▸ **WORKING DATA**

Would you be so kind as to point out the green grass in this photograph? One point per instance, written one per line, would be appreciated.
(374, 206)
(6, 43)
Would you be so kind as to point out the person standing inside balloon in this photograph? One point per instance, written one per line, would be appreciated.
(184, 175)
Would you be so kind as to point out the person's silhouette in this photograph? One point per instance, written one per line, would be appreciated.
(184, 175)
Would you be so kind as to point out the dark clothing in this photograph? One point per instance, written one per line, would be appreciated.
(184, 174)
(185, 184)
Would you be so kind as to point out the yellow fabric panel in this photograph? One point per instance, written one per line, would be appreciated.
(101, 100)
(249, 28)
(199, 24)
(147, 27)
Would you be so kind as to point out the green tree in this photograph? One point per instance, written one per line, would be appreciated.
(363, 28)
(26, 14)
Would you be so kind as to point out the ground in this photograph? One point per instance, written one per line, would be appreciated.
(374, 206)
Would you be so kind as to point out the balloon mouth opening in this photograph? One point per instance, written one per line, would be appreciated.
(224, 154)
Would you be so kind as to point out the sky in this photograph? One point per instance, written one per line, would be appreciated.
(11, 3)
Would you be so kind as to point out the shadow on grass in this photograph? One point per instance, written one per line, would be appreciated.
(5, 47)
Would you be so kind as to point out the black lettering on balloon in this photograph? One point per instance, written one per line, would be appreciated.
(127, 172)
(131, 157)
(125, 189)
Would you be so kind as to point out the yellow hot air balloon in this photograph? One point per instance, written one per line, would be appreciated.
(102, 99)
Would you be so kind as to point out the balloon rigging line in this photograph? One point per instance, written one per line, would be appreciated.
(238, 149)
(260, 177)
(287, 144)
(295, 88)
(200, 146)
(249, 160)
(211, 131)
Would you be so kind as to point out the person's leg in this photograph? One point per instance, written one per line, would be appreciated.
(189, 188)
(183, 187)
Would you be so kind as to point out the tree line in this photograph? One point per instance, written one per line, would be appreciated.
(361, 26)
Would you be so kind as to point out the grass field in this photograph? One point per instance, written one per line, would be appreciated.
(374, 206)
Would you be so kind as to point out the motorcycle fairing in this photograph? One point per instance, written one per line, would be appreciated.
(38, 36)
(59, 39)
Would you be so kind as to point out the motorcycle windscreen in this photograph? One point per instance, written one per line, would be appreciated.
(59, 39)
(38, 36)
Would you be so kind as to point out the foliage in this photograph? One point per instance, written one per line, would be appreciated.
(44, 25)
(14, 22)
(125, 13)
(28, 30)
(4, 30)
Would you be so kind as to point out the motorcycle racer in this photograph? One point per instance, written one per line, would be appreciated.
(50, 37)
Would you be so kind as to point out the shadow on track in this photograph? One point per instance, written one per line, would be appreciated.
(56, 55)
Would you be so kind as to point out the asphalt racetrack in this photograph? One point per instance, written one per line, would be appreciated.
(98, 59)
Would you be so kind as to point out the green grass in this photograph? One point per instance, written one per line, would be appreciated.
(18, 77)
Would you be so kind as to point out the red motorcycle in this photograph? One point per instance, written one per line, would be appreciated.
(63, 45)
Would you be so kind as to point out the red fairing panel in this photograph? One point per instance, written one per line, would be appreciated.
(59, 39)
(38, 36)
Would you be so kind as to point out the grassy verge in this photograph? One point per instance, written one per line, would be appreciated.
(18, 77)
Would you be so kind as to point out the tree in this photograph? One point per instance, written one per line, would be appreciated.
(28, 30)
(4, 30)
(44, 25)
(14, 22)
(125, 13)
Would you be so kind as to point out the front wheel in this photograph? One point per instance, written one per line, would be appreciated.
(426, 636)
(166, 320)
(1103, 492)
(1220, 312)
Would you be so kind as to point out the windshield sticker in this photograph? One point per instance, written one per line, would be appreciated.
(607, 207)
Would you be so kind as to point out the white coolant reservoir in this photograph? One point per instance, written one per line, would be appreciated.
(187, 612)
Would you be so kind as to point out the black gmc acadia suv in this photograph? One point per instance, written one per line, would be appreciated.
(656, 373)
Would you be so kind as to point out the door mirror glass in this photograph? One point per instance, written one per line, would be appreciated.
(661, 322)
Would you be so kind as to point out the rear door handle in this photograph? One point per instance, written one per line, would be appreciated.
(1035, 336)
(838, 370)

▸ **ABOUT THIS EXERCISE**
Leave out every line ahead of the one containing "Would you be so kind as to point out the front" and print the rest of the listing exactly.

▸ **EXERCISE RESULT**
Would you be so kind as to point out the front wheel in this photograph? One point per instance, written one per line, would be appreciated.
(426, 636)
(166, 320)
(1103, 492)
(1220, 312)
Would you be so kind as to point out the windshield sticker in this photograph? One point per instance, written one per line, would be appreciated.
(607, 207)
Would you be so kind as to point out the white coolant reservoir in this photograph? One point per instance, written one per line, would be appreciated.
(187, 612)
Would you be so kind as to point out the black gmc acadia suv in this photograph? One point per instance, written one per line, would be appreciated.
(656, 373)
Would you be so kind as to point out the door mirror glass in this photograph? One point per instance, written one per line, would be appreciated.
(661, 322)
Would you be so kind as to point out the rear door handle in this photograph? One point per instance, written one per line, would be appreciated.
(1035, 336)
(838, 370)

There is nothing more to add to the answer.